## Problems and tasks
a. Which dollar amounts appear in the financial risk excerpt above the data, including any amount given as nil?
b. From the financial risk excerpt above the data, extract word for word the passage starting with "In addition to" and going on through "an obligation.".
c. Carry the financial risk excerpt above the data forward from its final sentence.

All cross currency swap derivative financial instruments
designated as hedges at March 31, 2014, were classified as cash
flow hedges.
In addition to the cross currency swap contracts noted above, at
March 31, 2014, the Company had US$2,193 million of foreign
currency forward contracts outstanding, with terms of approximately
30 days or less, including US$500 million designated as cash flow
hedges.
b) Credit risk
Credit risk is the risk that a party to a financial instrument
will cause a financial loss to the Company by failing to discharge
an obligation.
Counterparty credit risk management
The Company's accounts receivable are mainly with customers in
the crude oil and natural gas industry and are subject to normal
industry credit risks. The Company manages these risks by reviewing
its exposure to individual companies on a regular basis and where
appropriate, ensures that parental guarantees or letters of credit
are in place to minimize the impact in the event of default. At
March 31, 2014, substantially all of the Company's accounts
receivable were due within normal trade terms.
The Company is also exposed to possible losses in the event of
nonperformance by counterparties to derivative financial
instruments; however, the Company manages this credit risk by
entering into agreements with counterparties that are substantially
all investment grade financial institutions and other entities. At
March 31, 2014, the Company had net risk management assets of $3
million with specific counterparties related to derivative
financial instruments (December 31, 2013 - $nil).

## Collected data
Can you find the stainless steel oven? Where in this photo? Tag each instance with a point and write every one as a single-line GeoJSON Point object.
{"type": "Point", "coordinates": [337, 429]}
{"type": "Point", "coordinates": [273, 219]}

## Exercise answers
a.
- US$2,193 million
- US$500 million
- $3 million
- $nil

b.
In addition to the cross currency swap contracts noted above, at
March 31, 2014, the Company had US$2,193 million of foreign
currency forward contracts outstanding, with terms of approximately
30 days or less, including US$500 million designated as cash flow
hedges.
b) Credit risk
Credit risk is the risk that a party to a financial instrument
will cause a financial loss to the Company by failing to discharge
an obligation.

c.
c) Liquidity risk
Liquidity risk is the risk that the Company will encounter
difficulty in meeting obligations associated with financial
liabilities.
Management of liquidity risk requires the Company to maintain
sufficient cash and cash equivalents, along with other sources of
capital, consisting primarily of cash flow from operating
activities, available credit facilities, commercial paper and
access to debt capital markets, to meet obligations as they become
due. The Company believes it has adequate bank credit facilities to
provide liquidity to manage fluctuations in the timing of the
receipt and/or disbursement of operating cash flows.
The maturity dates for financial liabilities were as
follows:
1 to less 2 to less
Less than than than
1 year 2 years 5 years Thereafter
----------------------------------------------------------------------------
Accounts payable $ 822 $ - $ - $ -
Accrued liabilities $ 2,653 $ - $ - $ -
Risk management $ 82 $ 9 $ 6 $ (14)
Other long-term
liabilities $ 21 $ 30 $ - $ -
Long-term debt (1) $ 1,493 $ 952 $ 2,497 $ 5,476
----------------------------------------------------------------------------
----------------------------------------------------------------------------
(1) Long-term debt represents principal repayments only and does
not reflect fair value adjustments, interest, original issue
discounts or transaction costs.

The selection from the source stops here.